[Consignas]
1. Transcribe el pasaje del fragmento sobre la inmigración que empieza en las palabras "Notamos la creciente" y termina después de "la soberanía nacional.".
2. Prosigue el fragmento sobre la inmigración a partir de su última oración.

[Fragmento propuesto]

Notamos la creciente
preocupación en amplios sectores de las sociedades democráticas y libres por la
inmigración en masa que reciben y por las minorías que se van formando dentro
de sus fronteras que provienen de distintas culturas, con distintas costumbres,
además de con distintas instituciones y lealtades. Nos sentimos, por otro lado,
inmersos en la problemática de la violencia callejera, los arrebatos verbales
de odio y los crecientes apoyos a los grupos extremistas en determinados
países. Estas reacciones aunque censurables, responden en algunos a un
sentimiento de amenaza a su identidad y cultura, y se basan en las
preocupaciones evocadas por la globalización, las nuevas tecnologías de la
comunicación y una gradual pérdida de la soberanía nacional.
Reprochar esos sentimientos
a millones de personas llamándolas discriminadoras, excluyentes o hipócritas es
una política fácil que no resuelve un problema que va a más. Las ansiedades y
preocupaciones de la gente no deben dejar de ser tenidas en cuenta ni pueden
ser tratadas con eficacia etiquetándolas simplemente de racistas o xenófobas.

[Entradas de datos guardadas]

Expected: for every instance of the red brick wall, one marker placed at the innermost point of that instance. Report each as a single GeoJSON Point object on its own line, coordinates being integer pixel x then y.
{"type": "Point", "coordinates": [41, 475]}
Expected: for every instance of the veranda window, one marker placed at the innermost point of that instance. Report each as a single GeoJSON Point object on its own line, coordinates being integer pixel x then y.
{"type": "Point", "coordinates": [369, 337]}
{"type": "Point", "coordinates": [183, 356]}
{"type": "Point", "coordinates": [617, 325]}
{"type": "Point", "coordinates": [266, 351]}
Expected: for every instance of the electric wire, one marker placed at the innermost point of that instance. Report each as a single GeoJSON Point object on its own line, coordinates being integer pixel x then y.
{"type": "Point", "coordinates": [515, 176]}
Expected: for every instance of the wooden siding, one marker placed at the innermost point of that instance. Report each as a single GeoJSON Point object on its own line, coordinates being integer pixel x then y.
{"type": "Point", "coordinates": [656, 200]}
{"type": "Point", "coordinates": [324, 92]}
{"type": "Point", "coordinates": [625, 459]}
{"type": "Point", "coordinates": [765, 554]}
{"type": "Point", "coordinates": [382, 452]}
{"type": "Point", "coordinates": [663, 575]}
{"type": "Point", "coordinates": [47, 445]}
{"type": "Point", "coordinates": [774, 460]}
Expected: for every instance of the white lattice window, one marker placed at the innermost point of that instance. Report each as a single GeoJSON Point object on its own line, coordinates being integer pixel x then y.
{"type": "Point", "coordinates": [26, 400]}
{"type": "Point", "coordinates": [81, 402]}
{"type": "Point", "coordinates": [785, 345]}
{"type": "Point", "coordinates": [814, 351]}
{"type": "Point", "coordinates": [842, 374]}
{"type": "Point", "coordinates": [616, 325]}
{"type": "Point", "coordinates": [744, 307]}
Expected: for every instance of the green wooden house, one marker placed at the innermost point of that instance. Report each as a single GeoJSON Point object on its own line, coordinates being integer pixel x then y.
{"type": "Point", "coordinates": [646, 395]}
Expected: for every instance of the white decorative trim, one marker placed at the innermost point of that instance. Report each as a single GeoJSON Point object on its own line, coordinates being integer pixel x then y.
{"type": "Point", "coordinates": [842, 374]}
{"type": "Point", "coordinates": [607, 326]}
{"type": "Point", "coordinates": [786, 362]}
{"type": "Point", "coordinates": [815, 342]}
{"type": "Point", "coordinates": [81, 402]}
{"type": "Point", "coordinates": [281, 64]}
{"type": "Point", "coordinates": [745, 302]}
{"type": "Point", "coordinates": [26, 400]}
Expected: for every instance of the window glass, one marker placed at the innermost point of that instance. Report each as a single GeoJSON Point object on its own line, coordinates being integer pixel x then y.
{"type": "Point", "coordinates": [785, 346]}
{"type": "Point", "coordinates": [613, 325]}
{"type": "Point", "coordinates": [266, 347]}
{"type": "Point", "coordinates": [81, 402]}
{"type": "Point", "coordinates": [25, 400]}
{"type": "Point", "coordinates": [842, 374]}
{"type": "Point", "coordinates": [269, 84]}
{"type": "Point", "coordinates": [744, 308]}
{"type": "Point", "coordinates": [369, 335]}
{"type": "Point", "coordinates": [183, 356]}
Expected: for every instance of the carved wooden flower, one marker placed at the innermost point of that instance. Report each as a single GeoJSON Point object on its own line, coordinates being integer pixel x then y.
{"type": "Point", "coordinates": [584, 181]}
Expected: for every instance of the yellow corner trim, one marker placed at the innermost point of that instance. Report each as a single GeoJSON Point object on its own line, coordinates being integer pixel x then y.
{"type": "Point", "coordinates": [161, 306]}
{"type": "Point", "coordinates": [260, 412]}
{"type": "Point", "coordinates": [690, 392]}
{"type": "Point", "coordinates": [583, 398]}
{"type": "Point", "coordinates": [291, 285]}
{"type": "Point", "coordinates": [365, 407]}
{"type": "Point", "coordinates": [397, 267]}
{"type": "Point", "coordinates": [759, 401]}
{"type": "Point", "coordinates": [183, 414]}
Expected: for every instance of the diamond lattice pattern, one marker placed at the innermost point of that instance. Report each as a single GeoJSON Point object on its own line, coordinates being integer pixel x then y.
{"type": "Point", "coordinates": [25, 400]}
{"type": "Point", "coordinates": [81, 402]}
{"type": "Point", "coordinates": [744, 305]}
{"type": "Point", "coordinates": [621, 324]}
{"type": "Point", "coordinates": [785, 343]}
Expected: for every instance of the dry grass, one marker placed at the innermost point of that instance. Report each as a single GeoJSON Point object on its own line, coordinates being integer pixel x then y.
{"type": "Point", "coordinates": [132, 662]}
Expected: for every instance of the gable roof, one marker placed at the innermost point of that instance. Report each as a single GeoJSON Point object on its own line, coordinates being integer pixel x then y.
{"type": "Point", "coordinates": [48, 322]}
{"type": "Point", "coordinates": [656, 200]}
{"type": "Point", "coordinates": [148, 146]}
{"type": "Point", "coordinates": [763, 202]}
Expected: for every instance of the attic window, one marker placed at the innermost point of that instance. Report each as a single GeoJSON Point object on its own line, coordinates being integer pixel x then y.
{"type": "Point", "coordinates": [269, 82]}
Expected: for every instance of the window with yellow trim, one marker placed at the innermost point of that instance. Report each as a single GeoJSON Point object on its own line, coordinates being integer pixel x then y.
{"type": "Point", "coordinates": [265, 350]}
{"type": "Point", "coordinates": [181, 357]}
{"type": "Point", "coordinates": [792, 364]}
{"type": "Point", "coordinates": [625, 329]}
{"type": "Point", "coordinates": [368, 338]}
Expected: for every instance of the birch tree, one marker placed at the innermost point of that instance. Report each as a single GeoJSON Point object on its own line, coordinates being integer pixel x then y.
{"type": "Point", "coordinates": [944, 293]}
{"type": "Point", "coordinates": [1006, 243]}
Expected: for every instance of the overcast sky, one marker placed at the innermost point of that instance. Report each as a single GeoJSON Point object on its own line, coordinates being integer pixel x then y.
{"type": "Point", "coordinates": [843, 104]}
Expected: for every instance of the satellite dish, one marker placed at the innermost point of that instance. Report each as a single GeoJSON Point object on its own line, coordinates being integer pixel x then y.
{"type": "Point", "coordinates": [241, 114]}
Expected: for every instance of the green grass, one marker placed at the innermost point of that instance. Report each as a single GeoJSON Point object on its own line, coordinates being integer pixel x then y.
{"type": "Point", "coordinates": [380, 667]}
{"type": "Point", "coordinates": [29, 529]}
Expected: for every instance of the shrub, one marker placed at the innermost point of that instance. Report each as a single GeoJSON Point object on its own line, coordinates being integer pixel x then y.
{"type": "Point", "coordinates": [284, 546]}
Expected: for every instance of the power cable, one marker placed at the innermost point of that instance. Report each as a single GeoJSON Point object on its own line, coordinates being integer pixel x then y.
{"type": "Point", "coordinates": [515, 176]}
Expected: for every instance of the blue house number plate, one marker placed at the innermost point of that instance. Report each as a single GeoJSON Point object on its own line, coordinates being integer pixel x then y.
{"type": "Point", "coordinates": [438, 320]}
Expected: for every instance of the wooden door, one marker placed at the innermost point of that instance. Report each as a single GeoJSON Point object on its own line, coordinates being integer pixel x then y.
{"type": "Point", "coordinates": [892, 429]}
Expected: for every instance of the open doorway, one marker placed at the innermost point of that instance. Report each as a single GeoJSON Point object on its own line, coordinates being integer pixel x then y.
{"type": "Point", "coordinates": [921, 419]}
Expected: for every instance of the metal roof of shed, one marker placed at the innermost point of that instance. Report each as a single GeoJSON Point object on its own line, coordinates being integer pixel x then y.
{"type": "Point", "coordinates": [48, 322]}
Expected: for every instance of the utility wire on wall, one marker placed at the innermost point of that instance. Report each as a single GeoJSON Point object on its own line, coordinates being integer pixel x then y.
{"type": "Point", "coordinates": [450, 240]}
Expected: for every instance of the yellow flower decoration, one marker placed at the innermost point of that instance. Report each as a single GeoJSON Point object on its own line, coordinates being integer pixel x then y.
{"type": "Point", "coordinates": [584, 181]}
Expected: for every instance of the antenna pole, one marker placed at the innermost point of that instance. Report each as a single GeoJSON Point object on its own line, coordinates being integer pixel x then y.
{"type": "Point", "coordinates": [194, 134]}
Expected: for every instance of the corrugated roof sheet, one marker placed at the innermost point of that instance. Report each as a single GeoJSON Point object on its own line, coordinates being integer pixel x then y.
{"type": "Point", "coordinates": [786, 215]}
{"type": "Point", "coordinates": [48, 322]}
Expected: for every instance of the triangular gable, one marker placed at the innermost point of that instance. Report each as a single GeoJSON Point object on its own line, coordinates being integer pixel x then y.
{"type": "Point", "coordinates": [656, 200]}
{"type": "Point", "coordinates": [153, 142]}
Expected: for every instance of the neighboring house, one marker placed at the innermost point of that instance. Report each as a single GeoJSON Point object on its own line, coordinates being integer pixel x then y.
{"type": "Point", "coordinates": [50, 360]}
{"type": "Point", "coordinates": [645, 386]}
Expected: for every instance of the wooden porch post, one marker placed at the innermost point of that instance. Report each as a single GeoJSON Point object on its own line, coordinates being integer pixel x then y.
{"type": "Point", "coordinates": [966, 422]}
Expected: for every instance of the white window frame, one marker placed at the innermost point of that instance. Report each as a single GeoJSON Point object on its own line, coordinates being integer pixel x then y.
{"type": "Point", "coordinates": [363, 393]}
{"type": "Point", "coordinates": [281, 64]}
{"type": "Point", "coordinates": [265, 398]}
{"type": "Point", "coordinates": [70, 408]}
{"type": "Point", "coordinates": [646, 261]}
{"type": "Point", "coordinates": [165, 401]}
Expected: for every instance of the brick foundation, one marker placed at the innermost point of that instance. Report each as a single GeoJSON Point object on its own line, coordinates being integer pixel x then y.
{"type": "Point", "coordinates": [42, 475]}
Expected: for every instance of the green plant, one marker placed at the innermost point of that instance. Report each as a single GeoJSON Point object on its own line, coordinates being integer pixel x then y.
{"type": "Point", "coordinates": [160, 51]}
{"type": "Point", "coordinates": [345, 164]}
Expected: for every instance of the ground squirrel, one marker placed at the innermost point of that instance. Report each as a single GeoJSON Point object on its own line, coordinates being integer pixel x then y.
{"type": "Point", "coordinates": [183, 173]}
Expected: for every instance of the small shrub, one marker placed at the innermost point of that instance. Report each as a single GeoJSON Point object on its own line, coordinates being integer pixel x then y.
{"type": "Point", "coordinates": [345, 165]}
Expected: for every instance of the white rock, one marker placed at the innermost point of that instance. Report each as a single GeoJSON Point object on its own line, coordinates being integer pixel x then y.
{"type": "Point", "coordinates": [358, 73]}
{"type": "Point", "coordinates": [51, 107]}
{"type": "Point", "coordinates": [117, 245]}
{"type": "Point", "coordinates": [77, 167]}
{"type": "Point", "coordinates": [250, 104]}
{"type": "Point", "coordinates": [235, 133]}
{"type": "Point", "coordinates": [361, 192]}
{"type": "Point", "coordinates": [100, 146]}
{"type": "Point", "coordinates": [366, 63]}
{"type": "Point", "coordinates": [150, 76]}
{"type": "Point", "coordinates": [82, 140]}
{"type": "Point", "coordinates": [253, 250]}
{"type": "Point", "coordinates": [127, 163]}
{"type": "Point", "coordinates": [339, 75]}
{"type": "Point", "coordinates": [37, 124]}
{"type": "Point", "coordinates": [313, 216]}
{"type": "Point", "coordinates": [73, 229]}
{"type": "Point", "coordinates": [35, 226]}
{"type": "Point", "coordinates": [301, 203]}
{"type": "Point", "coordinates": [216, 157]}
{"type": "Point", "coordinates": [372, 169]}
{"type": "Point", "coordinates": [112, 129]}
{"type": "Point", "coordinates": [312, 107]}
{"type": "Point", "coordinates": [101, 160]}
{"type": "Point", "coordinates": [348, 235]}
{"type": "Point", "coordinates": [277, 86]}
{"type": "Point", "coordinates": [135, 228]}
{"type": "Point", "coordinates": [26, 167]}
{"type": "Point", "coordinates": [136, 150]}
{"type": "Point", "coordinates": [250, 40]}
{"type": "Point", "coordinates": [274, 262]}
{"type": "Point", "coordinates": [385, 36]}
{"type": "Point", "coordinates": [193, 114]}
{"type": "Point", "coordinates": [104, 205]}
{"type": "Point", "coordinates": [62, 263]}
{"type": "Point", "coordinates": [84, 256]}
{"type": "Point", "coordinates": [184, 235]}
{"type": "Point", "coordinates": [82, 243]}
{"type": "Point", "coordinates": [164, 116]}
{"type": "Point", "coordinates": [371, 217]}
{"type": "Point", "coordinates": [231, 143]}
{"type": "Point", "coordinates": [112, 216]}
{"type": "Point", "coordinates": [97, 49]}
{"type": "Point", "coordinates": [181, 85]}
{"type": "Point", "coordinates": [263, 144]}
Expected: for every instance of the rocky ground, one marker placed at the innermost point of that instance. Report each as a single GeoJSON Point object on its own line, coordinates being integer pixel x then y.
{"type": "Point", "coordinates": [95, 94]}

[Respuestas]
1.
Notamos la creciente
preocupación en amplios sectores de las sociedades democráticas y libres por la
inmigración en masa que reciben y por las minorías que se van formando dentro
de sus fronteras que provienen de distintas culturas, con distintas costumbres,
además de con distintas instituciones y lealtades. Nos sentimos, por otro lado,
inmersos en la problemática de la violencia callejera, los arrebatos verbales
de odio y los crecientes apoyos a los grupos extremistas en determinados
países. Estas reacciones aunque censurables, responden en algunos a un
sentimiento de amenaza a su identidad y cultura, y se basan en las
preocupaciones evocadas por la globalización, las nuevas tecnologías de la
comunicación y una gradual pérdida de la soberanía nacional.

2.
Diciendo a la gente que necesitan a los inmigrantes por razones económicas o
demográficas tampoco conseguiremos una discusión útil y válida, y mucho menos
podremos atajar sus profundas dudas para facilitar la acogida. El desafío que
tenemos delante es encontrar formas legítimas y prácticas para resolver a estas
preocupaciones de manera constructiva, a la vez que asegurarnos que estos
sentimientos no den lugar a otros prejuicios antisociales, de odio o dejen paso
a manifestaciones violentas.
Dos aproximaciones deben
ser evitadas: promover la asimilación a toda costa y el multiculturalismo
ilimitado. En primer lugar la asimilación (que exige el abandono por parte de
las minorías de sus distintas instituciones, culturas, valores, hábitos y
conexiones con sus países para adaptarse a la cultura de acogida) es
sociológicamente difícil de alcanzar e implica una ambición innecesaria. Está,
además, moralmente injustificada debido a nuestro respeto por las diferencias
más íntimas como son los dioses a los que rezamos.
En segundo lugar el
multiculturalismo ilimitado (que exige dejar de lado el concepto de valores
compartidos, lealtades e identidad para privilegiar diferencias étnicas y
religiosas, dando por hecho que las naciones pueden ser sustituidas por un gran
número de minorías diversas) es también innecesariamente extremista. Lo más
probable es que el multiculturalismo dé lugar a contragolpes antidemocráticos
ampliando los apoyos a grupos extremistas y llevando a partidos de extrema
derecha y líderes populistas a implementar políticas en contra de las minorías.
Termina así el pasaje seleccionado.